Problem statement:
Can you copy out only the rows starting at the line containing "label the sun, a point per instance." and ending at the line containing "label the small boat, a point per instance.", both ends included, keeping the requests and adding -34 to every coordinate in the answers?

-------- Extracted records

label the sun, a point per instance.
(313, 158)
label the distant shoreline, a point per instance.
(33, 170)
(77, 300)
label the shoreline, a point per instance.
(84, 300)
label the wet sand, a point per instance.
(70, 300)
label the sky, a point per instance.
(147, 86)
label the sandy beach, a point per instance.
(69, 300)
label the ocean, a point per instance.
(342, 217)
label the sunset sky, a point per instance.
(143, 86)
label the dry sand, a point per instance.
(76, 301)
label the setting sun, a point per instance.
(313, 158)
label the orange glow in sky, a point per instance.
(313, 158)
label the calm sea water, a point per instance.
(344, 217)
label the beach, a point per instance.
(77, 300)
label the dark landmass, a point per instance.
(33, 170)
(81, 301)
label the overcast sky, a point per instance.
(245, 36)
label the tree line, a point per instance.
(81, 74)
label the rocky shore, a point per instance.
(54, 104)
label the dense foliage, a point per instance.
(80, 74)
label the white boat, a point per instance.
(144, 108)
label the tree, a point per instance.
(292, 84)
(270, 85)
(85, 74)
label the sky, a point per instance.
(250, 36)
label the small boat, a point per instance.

----------------
-------- Extracted records

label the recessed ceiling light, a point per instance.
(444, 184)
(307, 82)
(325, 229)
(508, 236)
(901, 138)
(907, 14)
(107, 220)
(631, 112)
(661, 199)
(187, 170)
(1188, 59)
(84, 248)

----------------
-------- Extracted records

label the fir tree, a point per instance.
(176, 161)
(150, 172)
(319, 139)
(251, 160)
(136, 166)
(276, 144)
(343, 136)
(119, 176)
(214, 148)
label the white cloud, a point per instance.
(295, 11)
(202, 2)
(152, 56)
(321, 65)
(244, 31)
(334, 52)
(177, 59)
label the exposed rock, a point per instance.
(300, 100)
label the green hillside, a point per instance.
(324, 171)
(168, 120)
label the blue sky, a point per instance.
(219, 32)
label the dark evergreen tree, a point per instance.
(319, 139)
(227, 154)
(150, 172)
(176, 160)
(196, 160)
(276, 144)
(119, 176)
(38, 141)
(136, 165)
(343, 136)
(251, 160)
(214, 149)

----------------

Answer to the problem:
label the sun, a point per instance.
(279, 124)
label the distant shoreline, a point per instance.
(-1, 136)
(43, 266)
label the shoreline, a point per instance.
(50, 266)
label the wet sand, a point per instance.
(36, 266)
label the sky, a point per instance.
(113, 52)
label the sandy beach, a point per instance.
(35, 266)
label the ocean, a point per instance.
(308, 183)
label the sunset sky, a point per instance.
(109, 52)
label the dry sand, a point per instance.
(42, 267)
label the setting sun, a point per instance.
(279, 124)
label the orange glow in sky, a point per instance.
(279, 124)
label the calm sea water, a point per instance.
(310, 183)
label the beach, a point per instance.
(43, 266)
label the dark landmass, a point per instance.
(-1, 136)
(47, 267)
label the overcast sky, a point per instance.
(211, 2)
label the tree line, a point per instance.
(47, 40)
label the rocky shore, a point per instance.
(20, 70)
label the dense foliage, a point per instance.
(46, 40)
label the white boat, a point per instance.
(110, 74)
label the tree, a point per instance.
(258, 50)
(236, 51)
(51, 40)
label the sky, a point per instance.
(216, 2)
label the small boat, a point per instance.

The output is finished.